>>>

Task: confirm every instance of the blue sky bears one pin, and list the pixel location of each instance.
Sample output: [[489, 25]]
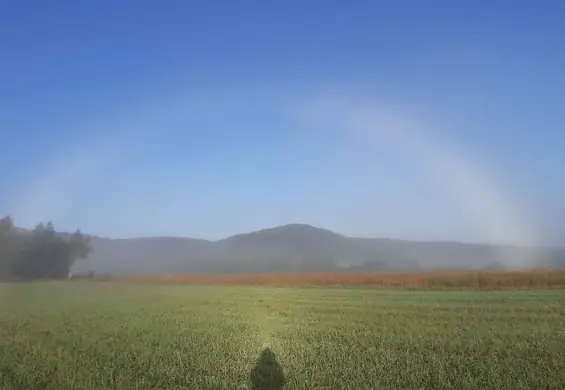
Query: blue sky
[[441, 121]]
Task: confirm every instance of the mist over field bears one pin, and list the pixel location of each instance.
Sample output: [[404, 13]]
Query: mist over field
[[301, 248]]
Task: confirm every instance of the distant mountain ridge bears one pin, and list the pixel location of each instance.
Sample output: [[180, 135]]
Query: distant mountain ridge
[[300, 248]]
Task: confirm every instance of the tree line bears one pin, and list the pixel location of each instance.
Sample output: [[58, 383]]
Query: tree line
[[41, 253]]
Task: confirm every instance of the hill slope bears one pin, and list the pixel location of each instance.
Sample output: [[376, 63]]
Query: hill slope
[[298, 248]]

<<<

- Your instructions -
Once a line of the records is found to contain "Sample", copy it out.

- Response to this exercise -
Sample output: [[489, 25]]
Sample output: [[404, 13]]
Sample output: [[180, 135]]
Sample output: [[58, 383]]
Sample output: [[376, 63]]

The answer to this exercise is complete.